*** Extract provided ***
A good example here is the Climate Perks scheme from 10:10 – they’ve created a model travel policy that’s easy to adapt, and a well thought through scheme for employers interested in supporting employees who want to take lower carbon surface travel over flying for business travel (and often as a result, retain them for longer)

Now, if these are reasonable things to ask internally, and we’ve established that emissions from our suppliers affect our emissions too as they are in supply chain, then perhaps it’s worth thinking about which these questions it makes sense to ask – which brings us to our final lever.

Procurement

In most organisations, if you are serious about reducing emissions, the biggest levers will be in your supply chain, and who you buy from.

If you are building digital products, we publish open datasets about the green web, provide an API to check any site online, and as well as open source tools, from simple checkers to browser extensions, and to make it easier to find green providers.

If you’re with a grey provider, it’s often worth starting a conversation with them about becoming a green provider, because one of the main reasons cited by people still running infrastructure on fossil fuels, is that their customers don’t ask for any change from them.

So, this is one of the reasons we’ve started writing about the questions to ask when looking for a good host, and why we’re writing about how to think about your whole supply chain with Wardley Maps.
***
== Written instruction ==
List the resources that the extract on green procurement says are offered to people building digital products. The entries that follow are separate material and are unrelated to the extract on green procurement.
*** Raw data ***
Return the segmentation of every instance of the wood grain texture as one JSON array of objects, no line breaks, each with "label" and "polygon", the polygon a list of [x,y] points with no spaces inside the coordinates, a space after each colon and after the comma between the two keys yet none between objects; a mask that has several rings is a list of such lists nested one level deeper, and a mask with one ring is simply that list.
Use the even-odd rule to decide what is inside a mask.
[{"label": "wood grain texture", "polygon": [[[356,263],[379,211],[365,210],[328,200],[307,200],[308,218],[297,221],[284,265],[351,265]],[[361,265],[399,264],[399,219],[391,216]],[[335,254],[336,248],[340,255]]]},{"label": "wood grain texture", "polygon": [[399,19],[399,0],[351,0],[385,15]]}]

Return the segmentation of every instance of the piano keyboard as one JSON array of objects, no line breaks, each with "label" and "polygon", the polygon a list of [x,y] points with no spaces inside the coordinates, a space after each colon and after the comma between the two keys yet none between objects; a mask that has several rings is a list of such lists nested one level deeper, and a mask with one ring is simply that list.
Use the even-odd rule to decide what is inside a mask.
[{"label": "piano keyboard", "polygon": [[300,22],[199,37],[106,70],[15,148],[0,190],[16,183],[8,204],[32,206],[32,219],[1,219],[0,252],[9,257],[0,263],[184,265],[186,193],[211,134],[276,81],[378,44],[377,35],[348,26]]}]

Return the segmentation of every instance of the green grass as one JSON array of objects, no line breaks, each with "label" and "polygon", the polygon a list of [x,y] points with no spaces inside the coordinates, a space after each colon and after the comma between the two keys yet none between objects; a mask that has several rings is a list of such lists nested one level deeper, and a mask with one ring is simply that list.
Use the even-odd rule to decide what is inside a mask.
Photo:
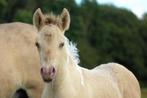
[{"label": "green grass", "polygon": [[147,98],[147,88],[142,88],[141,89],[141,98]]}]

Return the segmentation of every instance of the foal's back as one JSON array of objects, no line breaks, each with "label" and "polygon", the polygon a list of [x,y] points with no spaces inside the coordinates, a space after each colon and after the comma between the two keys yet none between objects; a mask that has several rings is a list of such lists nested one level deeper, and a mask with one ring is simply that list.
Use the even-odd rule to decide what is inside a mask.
***
== Task answer ==
- Open datasets about the green web
- An API to check any site online
- Open source tools, from simple checkers to browser extensions